TEXT PROVIDED
MedHELM: Holistic Evaluation of Large Language Models for Medical Tasks
Journal:
arXiv
Published Date:
May 26, 2025
Abstract
While large language models (LLMs) achieve near-perfect scores on medical
licensing exams, these evaluations inadequately reflect the complexity and
diversity of real-world clinical practice. We introduce MedHELM, an extensible
evaluation framework for assessing LLM performance for medical tasks with three
key contributions. First, a clinician-validated taxonomy spanning 5 categories,
22 subcategories, and 121 tasks developed with 29 clinicians. Second, a
comprehensive benchmark suite comprising 35 benchmarks (17 existing, 18 newly
formulated) providing complete coverage of all categories and subcategories in
the taxonomy. Third, a systematic comparison of LLMs with improved evaluation
methods (using an LLM-jury) and a cost-performance analysis. Evaluation of 9
frontier LLMs, using the 35 benchmarks, revealed significant performance
variation. Advanced reasoning models (DeepSeek R1: 66% win-rate; o3-mini: 64%
win-rate) demonstrated superior performance, though Claude 3.5 Sonnet achieved
comparable results at 40% lower estimated computational cost. On a normalized
accuracy scale (0-1), most models performed strongly in Clinical Note
Generation (0.73-0.85) and Patient Communication & Education (0.78-0.83),
moderately in Medical Research Assistance (0.65-0.75), and generally lower in
Clinical Decision Support (0.56-0.72) and Administration & Workflow
(0.53-0.63). Our LLM-jury evaluation method achieved good agreement with
clinician ratings (ICC = 0.47), surpassing both average clinician-clinician
agreement (ICC = 0.43) and automated baselines including ROUGE-L (0.36) and
BERTScore-F1 (0.44). Claude 3.5 Sonnet achieved comparable performance to top
models at lower estimated cost. These findings highlight the importance of
real-world, task-specific evaluation for medical use of LLMs and provides an
open source framework to enable this.

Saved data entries
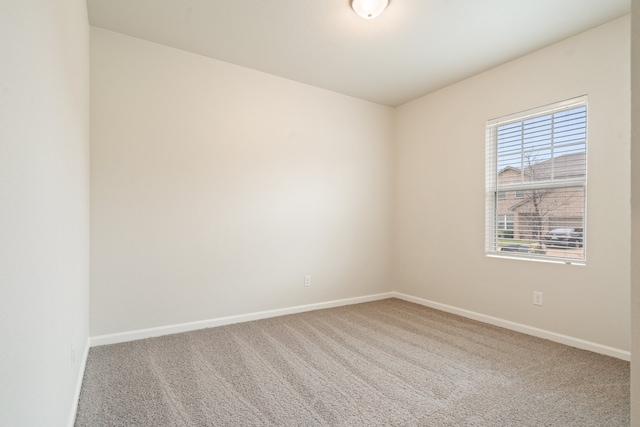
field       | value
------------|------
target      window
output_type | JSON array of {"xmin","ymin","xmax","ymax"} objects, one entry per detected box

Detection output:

YOUR INSTRUCTIONS
Answer these questions from the MedHELM abstract.
1. How many clinicians were involved in developing the taxonomy?
2. How many of the 35 benchmarks were newly formulated?
3. What ICC did the LLM-jury evaluation method reach in agreement with clinician ratings?

SOLUTION TO THE PROBLEM
1. 29
2. 18
3. 0.47